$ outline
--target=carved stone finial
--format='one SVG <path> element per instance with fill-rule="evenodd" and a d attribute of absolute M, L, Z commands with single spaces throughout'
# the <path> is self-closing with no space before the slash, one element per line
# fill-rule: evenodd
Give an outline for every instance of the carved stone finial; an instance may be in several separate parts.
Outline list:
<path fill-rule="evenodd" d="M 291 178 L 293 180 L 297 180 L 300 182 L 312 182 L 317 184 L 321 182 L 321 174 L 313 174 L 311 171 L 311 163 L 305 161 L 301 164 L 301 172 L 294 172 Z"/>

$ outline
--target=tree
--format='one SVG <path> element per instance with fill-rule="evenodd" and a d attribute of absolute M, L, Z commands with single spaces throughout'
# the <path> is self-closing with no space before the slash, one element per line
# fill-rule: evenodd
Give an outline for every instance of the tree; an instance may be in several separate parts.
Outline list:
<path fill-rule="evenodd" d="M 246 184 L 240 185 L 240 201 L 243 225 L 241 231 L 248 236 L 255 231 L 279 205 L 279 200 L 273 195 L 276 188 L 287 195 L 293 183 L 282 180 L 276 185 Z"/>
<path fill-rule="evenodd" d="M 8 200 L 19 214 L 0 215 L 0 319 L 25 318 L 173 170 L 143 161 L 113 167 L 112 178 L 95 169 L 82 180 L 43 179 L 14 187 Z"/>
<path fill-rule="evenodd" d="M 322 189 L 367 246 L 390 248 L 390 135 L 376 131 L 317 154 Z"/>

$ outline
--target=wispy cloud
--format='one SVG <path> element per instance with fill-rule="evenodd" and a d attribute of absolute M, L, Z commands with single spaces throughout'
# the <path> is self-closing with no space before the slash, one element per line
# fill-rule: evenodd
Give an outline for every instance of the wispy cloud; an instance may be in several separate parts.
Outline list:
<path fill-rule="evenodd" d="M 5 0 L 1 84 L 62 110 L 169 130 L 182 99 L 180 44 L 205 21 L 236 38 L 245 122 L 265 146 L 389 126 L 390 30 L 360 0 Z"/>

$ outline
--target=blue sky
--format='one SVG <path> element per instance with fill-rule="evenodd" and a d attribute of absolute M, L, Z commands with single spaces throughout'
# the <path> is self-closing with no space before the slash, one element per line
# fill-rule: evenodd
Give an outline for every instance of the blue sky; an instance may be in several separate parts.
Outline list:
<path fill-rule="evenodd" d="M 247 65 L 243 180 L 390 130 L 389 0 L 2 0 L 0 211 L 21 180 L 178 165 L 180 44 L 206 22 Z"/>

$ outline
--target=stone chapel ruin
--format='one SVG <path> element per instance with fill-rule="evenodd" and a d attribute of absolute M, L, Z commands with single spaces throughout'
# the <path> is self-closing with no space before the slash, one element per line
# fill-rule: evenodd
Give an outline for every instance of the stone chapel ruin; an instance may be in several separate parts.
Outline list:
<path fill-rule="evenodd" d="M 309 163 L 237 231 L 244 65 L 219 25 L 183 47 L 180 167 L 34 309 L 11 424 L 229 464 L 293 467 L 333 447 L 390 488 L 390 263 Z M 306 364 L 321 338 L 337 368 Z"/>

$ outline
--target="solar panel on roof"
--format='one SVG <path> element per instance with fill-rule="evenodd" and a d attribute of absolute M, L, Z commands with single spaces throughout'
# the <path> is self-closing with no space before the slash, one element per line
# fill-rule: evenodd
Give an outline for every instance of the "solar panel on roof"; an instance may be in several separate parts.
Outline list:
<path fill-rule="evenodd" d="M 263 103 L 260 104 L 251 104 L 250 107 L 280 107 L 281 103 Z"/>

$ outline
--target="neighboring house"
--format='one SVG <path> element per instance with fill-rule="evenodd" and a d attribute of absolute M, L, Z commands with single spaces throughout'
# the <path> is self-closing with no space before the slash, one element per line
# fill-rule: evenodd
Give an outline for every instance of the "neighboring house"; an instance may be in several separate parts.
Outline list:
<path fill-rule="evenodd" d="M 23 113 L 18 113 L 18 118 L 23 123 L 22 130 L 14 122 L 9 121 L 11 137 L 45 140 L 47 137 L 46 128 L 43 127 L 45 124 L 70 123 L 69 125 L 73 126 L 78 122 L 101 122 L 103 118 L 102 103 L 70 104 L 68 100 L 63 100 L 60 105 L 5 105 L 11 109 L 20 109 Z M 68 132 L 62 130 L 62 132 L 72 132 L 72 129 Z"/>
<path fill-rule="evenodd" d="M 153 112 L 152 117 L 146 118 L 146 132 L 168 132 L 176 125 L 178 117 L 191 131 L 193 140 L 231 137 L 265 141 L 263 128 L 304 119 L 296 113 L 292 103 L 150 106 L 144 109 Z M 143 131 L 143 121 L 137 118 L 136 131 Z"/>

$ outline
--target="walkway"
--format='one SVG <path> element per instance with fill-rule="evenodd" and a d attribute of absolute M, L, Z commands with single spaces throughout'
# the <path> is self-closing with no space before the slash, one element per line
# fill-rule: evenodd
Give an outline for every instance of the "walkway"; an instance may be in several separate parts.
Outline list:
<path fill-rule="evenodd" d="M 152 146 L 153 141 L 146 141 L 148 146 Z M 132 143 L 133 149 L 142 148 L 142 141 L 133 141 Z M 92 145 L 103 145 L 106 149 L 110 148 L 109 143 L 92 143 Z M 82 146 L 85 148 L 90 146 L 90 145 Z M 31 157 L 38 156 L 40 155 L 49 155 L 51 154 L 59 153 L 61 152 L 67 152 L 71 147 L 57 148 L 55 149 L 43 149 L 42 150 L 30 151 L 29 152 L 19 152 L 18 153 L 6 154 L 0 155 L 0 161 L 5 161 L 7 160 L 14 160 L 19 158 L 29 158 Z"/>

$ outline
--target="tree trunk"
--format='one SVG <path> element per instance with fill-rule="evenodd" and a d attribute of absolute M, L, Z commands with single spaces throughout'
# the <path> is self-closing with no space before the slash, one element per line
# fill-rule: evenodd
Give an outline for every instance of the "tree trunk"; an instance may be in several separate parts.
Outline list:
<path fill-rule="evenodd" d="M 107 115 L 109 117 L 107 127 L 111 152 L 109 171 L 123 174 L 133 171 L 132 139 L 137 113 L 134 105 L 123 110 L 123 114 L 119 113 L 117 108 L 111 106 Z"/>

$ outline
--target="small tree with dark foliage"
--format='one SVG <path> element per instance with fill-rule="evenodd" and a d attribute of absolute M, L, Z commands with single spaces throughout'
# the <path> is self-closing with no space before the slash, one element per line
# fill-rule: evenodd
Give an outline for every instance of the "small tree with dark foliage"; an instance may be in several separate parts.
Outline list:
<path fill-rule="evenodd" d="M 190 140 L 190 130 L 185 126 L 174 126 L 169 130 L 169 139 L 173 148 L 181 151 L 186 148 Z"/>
----
Rewrite all of the data above, substituting "List of outlines" for every occurrence of "Outline list" and leaving everything else unchanged.

Answer to this exercise -
$ outline
--target=carved stone finial
--format='one SVG <path> element per instance with fill-rule="evenodd" and a d attribute of absolute M, L, Z commands with single spaces throughout'
# the <path> is self-closing with no space before the slash, one element per line
# fill-rule: evenodd
Give an outline for every instance of the carved stone finial; an instance may be in several separate parts.
List of outlines:
<path fill-rule="evenodd" d="M 291 178 L 293 180 L 297 180 L 300 182 L 312 182 L 317 184 L 321 182 L 321 174 L 313 174 L 311 171 L 311 163 L 305 161 L 301 164 L 301 172 L 294 172 Z"/>

$ outline
--target=tree
--format='one SVG <path> element per instance with fill-rule="evenodd" and a d attribute of absolute M, L, Z commands with single spaces throughout'
# the <path> is self-closing with no space before the slash, one element per line
# fill-rule: evenodd
Give an outline for every instance of the tree; an instance may be in several separate parts.
List of outlines:
<path fill-rule="evenodd" d="M 246 184 L 240 185 L 240 201 L 243 225 L 241 231 L 248 236 L 255 231 L 279 205 L 279 200 L 273 195 L 276 188 L 287 195 L 293 183 L 282 180 L 276 185 Z"/>
<path fill-rule="evenodd" d="M 8 200 L 19 214 L 0 215 L 0 319 L 25 318 L 173 170 L 143 161 L 113 167 L 112 178 L 95 169 L 82 180 L 43 179 L 14 187 Z"/>
<path fill-rule="evenodd" d="M 322 189 L 367 246 L 390 248 L 390 135 L 376 131 L 317 154 Z"/>

$ outline
--target=wispy cloud
--format='one SVG <path> element per instance with fill-rule="evenodd" and a d attribute of absolute M, L, Z commands with single spaces throughout'
# the <path> is self-closing with no space before the slash, one element per line
# fill-rule: evenodd
Give an outline for every instance of the wispy cloud; an instance may be in several separate parts.
List of outlines:
<path fill-rule="evenodd" d="M 5 0 L 1 84 L 62 110 L 169 130 L 182 99 L 180 44 L 205 21 L 236 38 L 245 122 L 265 146 L 389 126 L 390 30 L 360 0 Z"/>

$ outline
--target=blue sky
--format='one SVG <path> element per instance with fill-rule="evenodd" and a d attribute of absolute M, L, Z commands with single spaces throughout'
# the <path> is self-closing with no space before the slash, one element per line
# fill-rule: evenodd
Give an outline for every instance of the blue sky; an instance may be in several separate parts.
List of outlines:
<path fill-rule="evenodd" d="M 247 65 L 243 180 L 390 130 L 389 0 L 2 0 L 0 211 L 21 180 L 178 165 L 180 44 L 206 22 Z"/>

$ outline
--target=stone chapel ruin
--format='one SVG <path> element per instance with fill-rule="evenodd" and a d attribute of absolute M, L, Z commands with single spaces throughout'
# the <path> is self-closing with no space before the slash, one element per line
# fill-rule: evenodd
Give an outline for every instance of the stone chapel ruin; an instance may be in several separate parts.
List of outlines:
<path fill-rule="evenodd" d="M 309 163 L 237 231 L 244 65 L 219 25 L 183 47 L 180 167 L 34 309 L 11 424 L 229 464 L 293 467 L 333 447 L 390 488 L 390 263 Z M 306 364 L 321 338 L 337 368 Z"/>

$ outline
--target="solar panel on roof"
--format='one SVG <path> element per instance with fill-rule="evenodd" and a d attribute of absolute M, L, Z commands with single spaces throughout'
# the <path> is self-closing with no space before the slash, one element per line
# fill-rule: evenodd
Give an outline for every instance of the "solar panel on roof"; an instance may be in several separate parts.
List of outlines:
<path fill-rule="evenodd" d="M 263 103 L 260 104 L 251 104 L 250 107 L 280 107 L 281 103 Z"/>

$ outline
--target="neighboring house"
--format='one SVG <path> element per instance with fill-rule="evenodd" and a d attribute of absolute M, L, Z commands with single spaces throughout'
# the <path> is self-closing with no space before the slash, one element per line
# fill-rule: evenodd
Give an outline for every instance of the "neighboring house"; an instance may be in several separate parts.
List of outlines:
<path fill-rule="evenodd" d="M 23 113 L 18 113 L 18 118 L 23 123 L 22 130 L 14 122 L 9 121 L 11 137 L 45 140 L 47 137 L 46 128 L 43 127 L 45 124 L 70 123 L 69 125 L 73 126 L 78 122 L 101 122 L 103 118 L 102 103 L 70 104 L 68 100 L 63 100 L 60 105 L 5 105 L 11 109 L 20 109 Z M 68 132 L 62 130 L 62 132 L 72 132 L 72 129 Z"/>
<path fill-rule="evenodd" d="M 153 112 L 152 117 L 146 118 L 146 132 L 168 132 L 176 125 L 178 117 L 191 131 L 193 140 L 231 137 L 265 141 L 263 128 L 304 119 L 296 113 L 292 103 L 150 106 L 144 109 Z M 143 131 L 143 121 L 137 118 L 136 131 Z"/>

$ outline
--target="walkway"
--format='one SVG <path> element per instance with fill-rule="evenodd" and a d attribute of absolute M, L, Z commands with single spaces throughout'
# the <path> is self-closing with no space before the slash, one element per line
# fill-rule: evenodd
Give an outline for every instance of the "walkway"; an instance may be in several separate parts.
List of outlines:
<path fill-rule="evenodd" d="M 152 146 L 153 141 L 146 141 L 148 146 Z M 132 143 L 133 149 L 142 148 L 142 141 L 133 141 Z M 92 145 L 103 145 L 106 149 L 110 148 L 109 143 L 92 143 Z M 82 146 L 85 148 L 90 146 L 90 145 Z M 31 157 L 38 156 L 40 155 L 49 155 L 51 154 L 59 153 L 61 152 L 67 152 L 71 147 L 57 148 L 55 149 L 43 149 L 42 150 L 30 151 L 29 152 L 19 152 L 18 153 L 6 154 L 0 155 L 0 161 L 5 161 L 7 160 L 14 160 L 19 158 L 29 158 Z"/>

$ outline
--target="tree trunk"
--format='one SVG <path> element per instance with fill-rule="evenodd" and a d attribute of absolute M, L, Z commands with single spaces throughout'
# the <path> is self-closing with no space before the slash, one element per line
# fill-rule: evenodd
Give an outline for every instance of the "tree trunk"; an instance may be in several separate parts.
List of outlines:
<path fill-rule="evenodd" d="M 107 115 L 109 117 L 107 127 L 111 152 L 109 171 L 123 174 L 133 171 L 132 139 L 137 113 L 134 105 L 123 110 L 123 114 L 119 113 L 117 108 L 111 106 Z"/>

$ outline
--target="small tree with dark foliage"
--format='one SVG <path> element per instance with fill-rule="evenodd" and a d attribute of absolute M, L, Z commands with single spaces throughout'
# the <path> is self-closing with no space before the slash, one element per line
# fill-rule: evenodd
Give an outline for every instance of the "small tree with dark foliage"; an instance may be in several separate parts.
List of outlines:
<path fill-rule="evenodd" d="M 190 140 L 190 130 L 185 126 L 174 126 L 169 130 L 169 139 L 173 148 L 181 151 L 186 148 Z"/>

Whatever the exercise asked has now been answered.